(Rows from a dataset)
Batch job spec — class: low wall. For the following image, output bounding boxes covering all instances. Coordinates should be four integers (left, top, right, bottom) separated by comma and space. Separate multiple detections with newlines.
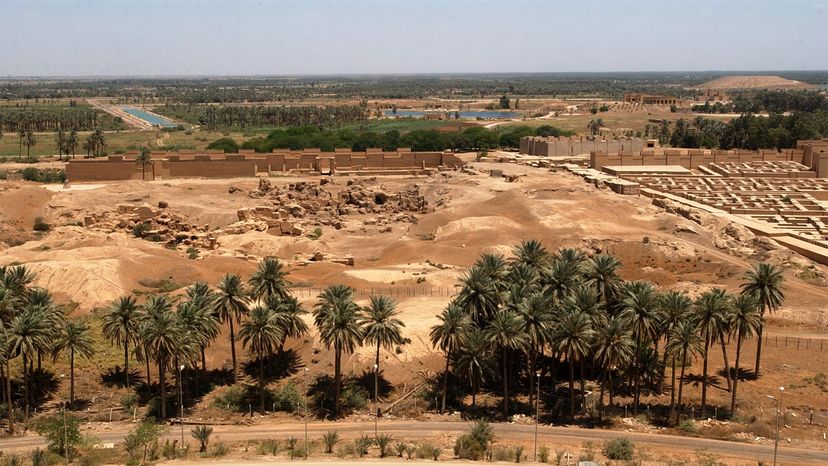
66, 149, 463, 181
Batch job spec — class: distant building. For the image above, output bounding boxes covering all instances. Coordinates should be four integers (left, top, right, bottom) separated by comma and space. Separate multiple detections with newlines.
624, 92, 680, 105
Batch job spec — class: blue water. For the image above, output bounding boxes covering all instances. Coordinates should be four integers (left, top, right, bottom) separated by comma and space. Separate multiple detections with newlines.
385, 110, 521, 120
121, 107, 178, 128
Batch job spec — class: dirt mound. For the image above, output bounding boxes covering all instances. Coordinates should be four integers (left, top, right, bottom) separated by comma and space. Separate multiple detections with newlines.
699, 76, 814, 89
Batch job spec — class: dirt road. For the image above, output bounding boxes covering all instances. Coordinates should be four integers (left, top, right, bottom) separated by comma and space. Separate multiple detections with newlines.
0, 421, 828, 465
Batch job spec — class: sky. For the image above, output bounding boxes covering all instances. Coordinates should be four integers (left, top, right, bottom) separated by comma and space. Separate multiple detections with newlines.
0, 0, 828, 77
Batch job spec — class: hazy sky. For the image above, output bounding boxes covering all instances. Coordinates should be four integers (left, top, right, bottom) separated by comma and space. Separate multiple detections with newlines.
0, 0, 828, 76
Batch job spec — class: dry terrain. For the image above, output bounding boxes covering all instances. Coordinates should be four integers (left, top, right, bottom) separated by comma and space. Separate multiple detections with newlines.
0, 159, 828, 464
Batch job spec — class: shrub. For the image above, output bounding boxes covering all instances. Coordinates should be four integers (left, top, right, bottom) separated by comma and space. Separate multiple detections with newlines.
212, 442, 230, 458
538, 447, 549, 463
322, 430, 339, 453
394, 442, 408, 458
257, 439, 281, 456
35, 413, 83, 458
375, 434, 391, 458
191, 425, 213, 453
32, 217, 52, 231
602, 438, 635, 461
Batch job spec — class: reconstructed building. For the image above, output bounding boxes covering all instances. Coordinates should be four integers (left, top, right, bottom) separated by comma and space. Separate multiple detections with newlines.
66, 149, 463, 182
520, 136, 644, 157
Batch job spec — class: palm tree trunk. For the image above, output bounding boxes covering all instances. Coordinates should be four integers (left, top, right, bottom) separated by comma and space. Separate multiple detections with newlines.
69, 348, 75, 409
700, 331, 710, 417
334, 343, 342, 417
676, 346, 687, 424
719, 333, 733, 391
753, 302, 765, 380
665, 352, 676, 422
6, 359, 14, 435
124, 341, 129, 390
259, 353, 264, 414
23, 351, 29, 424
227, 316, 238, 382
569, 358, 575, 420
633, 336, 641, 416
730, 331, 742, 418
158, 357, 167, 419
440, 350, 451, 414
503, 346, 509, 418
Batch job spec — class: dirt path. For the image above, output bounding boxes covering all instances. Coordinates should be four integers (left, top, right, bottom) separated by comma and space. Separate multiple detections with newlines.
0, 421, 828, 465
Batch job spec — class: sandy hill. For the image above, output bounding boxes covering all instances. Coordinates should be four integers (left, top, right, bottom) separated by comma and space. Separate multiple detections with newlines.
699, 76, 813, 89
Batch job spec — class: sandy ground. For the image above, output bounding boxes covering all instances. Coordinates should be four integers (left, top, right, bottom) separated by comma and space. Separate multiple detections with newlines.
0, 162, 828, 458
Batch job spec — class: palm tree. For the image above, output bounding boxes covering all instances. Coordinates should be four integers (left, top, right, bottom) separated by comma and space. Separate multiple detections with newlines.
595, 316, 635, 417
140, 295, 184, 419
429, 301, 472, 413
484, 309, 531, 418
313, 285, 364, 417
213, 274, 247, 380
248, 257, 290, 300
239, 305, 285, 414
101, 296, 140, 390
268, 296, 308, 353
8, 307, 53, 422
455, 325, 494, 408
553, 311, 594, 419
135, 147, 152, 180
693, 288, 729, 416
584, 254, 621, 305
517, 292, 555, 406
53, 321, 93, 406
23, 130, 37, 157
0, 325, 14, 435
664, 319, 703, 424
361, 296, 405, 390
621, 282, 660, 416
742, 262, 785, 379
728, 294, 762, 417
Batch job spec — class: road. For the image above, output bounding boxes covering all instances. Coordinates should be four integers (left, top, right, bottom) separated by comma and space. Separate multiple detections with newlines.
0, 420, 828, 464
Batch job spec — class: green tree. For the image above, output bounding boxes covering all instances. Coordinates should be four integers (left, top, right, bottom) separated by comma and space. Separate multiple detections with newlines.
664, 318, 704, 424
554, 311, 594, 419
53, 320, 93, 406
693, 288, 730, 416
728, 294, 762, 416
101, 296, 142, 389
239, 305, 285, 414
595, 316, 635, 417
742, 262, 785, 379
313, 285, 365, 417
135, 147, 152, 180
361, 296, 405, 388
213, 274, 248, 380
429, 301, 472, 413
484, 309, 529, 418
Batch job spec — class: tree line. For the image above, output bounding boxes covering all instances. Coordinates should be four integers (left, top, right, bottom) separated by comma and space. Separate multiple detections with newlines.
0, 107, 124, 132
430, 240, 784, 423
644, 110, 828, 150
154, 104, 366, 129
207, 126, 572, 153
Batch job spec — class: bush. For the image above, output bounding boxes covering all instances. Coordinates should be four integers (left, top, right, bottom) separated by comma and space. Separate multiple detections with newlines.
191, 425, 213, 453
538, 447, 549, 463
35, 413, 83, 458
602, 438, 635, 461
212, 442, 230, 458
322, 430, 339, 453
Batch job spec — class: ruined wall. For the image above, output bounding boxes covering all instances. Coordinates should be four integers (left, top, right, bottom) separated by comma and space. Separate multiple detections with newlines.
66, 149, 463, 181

#### [WHAT THE TASK REQUIRES]
Can you change "tree line" to "forest edge" in everything from the line containing "Batch job spec — class: tree" down to the line containing "207, 126, 572, 153", keeping all else the same?

#### [COMPLETE OUTPUT]
Batch job spec — class: forest edge. For the image above, output bounding boxes covering all instances. Coordinates should be four integers (left, top, right, bottom) separated by comma and space. Separate multiple detections with newlines.
0, 107, 124, 132
430, 240, 784, 423
644, 110, 828, 150
154, 104, 366, 129
207, 126, 572, 153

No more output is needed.